* **Required action 1**
Return the passage of the Perris news transcript starting with "WENDY MARTINEZ: And" and going on through "way they acted.", word for word.
* **Required action 2**
In the Perris news transcript, who called 911 early Sunday morning?

* **Exercise passage**
RACHEL MARTIN, HOST:
Police made a gruesome discovery in Perris, Calif. Sheriff's deputies in Riverside County say they freed 13 siblings - freed the siblings from their own parents. The parents are accused of holding their children captive. And we should warn that we have descriptions of extreme child abuse in the next three minutes. Benjamin Purper of our member station KVCR has our report.
BENJAMIN PURPER, BYLINE: Perris is home to about 70,000 people in the Inland Empire region of Southern California. It's mostly homes and cul-de-sacs, and it doesn't usually see a lot of news. But after the Riverside County Sheriff's Department announced that 13 siblings have been rescued in their own home, TV satellite trucks filled the block where the Turpin family has lived since 2014. The parents of those 13 siblings, David and Louise Turpin, are now jailed on charges of torture and child endangerment. Wendy Martinez lives a few houses down from the Turpins. She described a time she greeted some of the Turpin children who were in the front yard.
WENDY MARTINEZ: And the mother was just in the archway, just there. And as I was walking by, I just said, hi. And the kids didn't even move, like, you know, like, not even, like, to look to who was saying hi or nothing, like they weren't allowed to speak with anybody. Now I'm seeing that that's why they acted the way they acted.
PURPER: Deputies say that early Sunday morning, one of the Turpin children, a 17-year-old girl, found a cell phone in the house and called 911. She told deputies she'd escaped her family home and that her 12 brothers and sisters were being held captive there. Deputies searched the house and found the girl's 12 siblings in a horrific scene. According to the Riverside County sheriff, several children were chained and padlocked to their beds. Deputies described the four-bedroom home as dark and foul-smelling inside. Child Protective Services gave the siblings food and drink. They said they were starving.

* **Listed records**
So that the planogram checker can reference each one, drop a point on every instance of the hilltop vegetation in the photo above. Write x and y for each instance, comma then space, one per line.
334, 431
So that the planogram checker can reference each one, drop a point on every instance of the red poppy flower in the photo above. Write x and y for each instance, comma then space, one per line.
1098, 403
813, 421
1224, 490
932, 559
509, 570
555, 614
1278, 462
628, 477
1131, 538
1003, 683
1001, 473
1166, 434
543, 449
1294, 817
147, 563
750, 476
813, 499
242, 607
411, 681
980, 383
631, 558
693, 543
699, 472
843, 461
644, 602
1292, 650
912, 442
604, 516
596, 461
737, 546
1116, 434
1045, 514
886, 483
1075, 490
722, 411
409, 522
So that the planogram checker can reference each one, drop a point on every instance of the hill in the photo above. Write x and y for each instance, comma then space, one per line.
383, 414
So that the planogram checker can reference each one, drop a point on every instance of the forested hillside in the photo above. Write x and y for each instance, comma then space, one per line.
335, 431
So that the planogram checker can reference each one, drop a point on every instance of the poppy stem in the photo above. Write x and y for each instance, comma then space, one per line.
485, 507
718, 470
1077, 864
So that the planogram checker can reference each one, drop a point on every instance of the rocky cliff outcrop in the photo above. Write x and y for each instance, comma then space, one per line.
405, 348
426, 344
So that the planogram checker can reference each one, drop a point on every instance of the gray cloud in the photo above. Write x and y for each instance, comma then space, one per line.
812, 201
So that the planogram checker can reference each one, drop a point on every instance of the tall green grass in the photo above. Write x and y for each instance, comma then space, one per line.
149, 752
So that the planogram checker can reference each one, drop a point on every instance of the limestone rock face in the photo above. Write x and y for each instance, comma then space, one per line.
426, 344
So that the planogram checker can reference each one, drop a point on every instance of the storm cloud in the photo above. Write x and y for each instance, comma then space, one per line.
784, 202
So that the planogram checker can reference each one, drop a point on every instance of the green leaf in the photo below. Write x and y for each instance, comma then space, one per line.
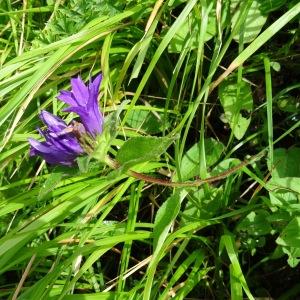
190, 162
290, 236
285, 193
255, 223
109, 133
287, 163
254, 22
236, 99
142, 149
165, 217
146, 120
50, 184
191, 29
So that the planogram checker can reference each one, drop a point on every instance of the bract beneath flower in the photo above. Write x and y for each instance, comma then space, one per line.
60, 145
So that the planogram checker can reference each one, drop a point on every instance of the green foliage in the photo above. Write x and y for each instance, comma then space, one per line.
236, 99
142, 149
184, 100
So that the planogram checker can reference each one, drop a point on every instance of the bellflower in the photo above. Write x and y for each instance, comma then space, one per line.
61, 145
82, 100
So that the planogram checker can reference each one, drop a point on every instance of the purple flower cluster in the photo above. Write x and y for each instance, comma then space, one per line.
63, 143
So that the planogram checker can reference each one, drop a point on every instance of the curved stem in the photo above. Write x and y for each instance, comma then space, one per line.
165, 182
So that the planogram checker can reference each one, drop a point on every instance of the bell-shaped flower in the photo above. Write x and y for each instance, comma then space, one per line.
83, 100
60, 146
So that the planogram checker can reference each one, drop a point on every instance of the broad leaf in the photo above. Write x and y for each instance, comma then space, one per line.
142, 149
191, 160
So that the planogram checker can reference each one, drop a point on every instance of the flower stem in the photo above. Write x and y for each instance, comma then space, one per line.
165, 182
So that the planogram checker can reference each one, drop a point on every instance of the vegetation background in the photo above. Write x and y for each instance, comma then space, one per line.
199, 87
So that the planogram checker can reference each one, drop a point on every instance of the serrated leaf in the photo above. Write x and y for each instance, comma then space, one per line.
290, 236
142, 149
236, 98
190, 162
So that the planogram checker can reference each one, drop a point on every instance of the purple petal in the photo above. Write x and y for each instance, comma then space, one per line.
95, 84
54, 123
67, 97
50, 153
79, 90
77, 110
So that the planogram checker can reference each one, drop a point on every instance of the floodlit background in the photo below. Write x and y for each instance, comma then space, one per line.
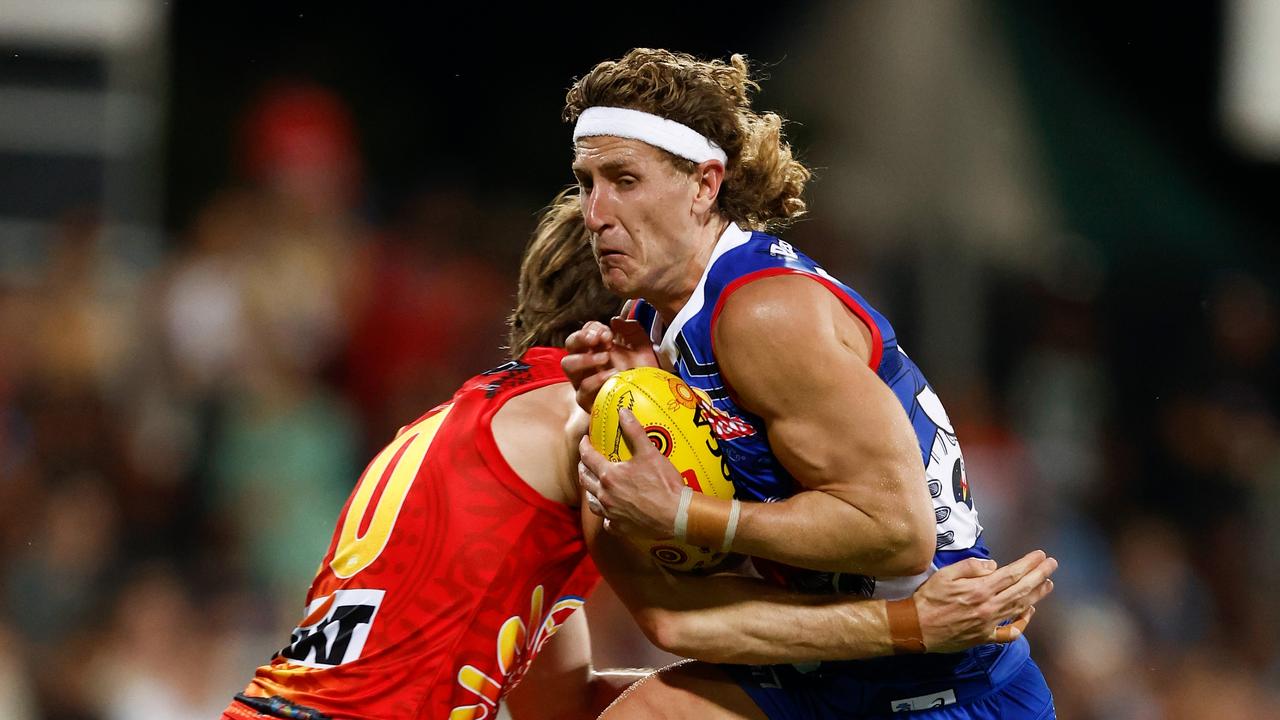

* **Exercise output 1**
WENDY MARTINEZ: And the mother was just in the archway, just there. And as I was walking by, I just said, hi. And the kids didn't even move, like, you know, like, not even, like, to look to who was saying hi or nothing, like they weren't allowed to speak with anybody. Now I'm seeing that that's why they acted the way they acted.

* **Exercise output 2**
One of the Turpin children, a 17-year-old girl, called 911 on a cell phone she found in the house.